## WHAT YOU ARE ASKED TO DO
Edit the material below so that every "mask" reads "outline", with nothing else changed, and leave the pictures out of your version.

## DATASET RECORDS
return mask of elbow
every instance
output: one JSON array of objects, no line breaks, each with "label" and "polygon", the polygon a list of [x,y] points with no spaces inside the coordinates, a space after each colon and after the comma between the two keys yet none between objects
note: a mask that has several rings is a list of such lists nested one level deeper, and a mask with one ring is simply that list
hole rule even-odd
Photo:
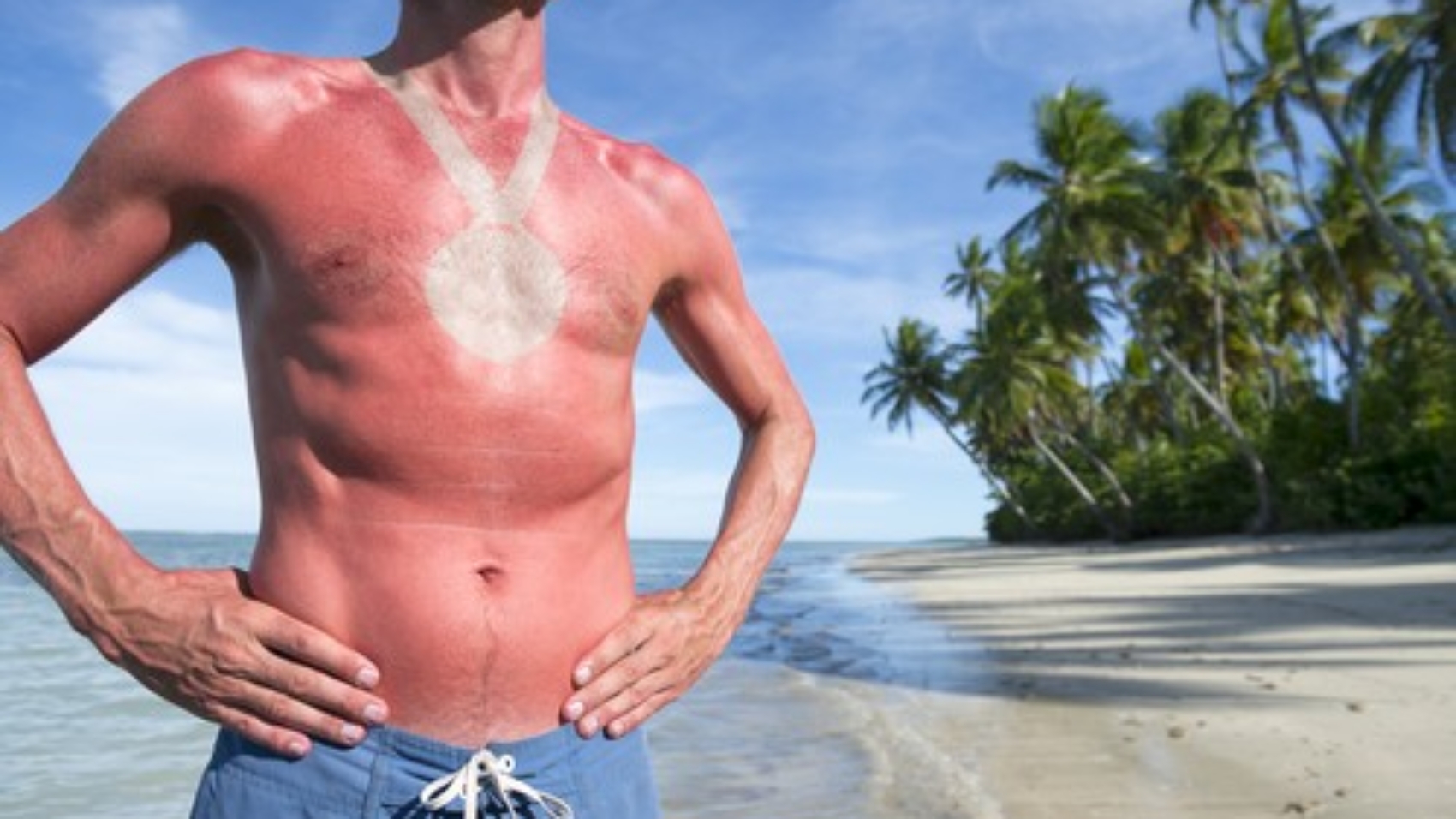
[{"label": "elbow", "polygon": [[799,471],[808,472],[818,446],[818,431],[799,395],[791,395],[786,401],[770,405],[751,417],[744,424],[744,431],[750,440],[772,439],[773,447],[782,452],[786,461],[795,463]]},{"label": "elbow", "polygon": [[25,344],[20,342],[20,337],[3,321],[0,321],[0,356],[13,357],[26,367],[35,363]]}]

## THE RESULT
return outline of elbow
every instance
output: one JSON array of objects, no line breaks, each with "label" and "polygon", the polygon a list of [x,y] points with no spaces inside the coordinates, a space after each colon and after the comma between the two keys yet none between objects
note: a outline that has several rings is a list of such lists nested one level deeper, and a outline with one ring is simply that list
hole rule even-odd
Photo:
[{"label": "elbow", "polygon": [[799,471],[808,472],[818,446],[818,431],[799,395],[791,395],[786,401],[770,405],[751,417],[744,424],[744,431],[750,440],[772,439],[773,447],[782,452],[786,461],[795,463]]},{"label": "elbow", "polygon": [[25,344],[20,342],[20,337],[3,321],[0,321],[0,356],[13,357],[26,367],[35,363]]}]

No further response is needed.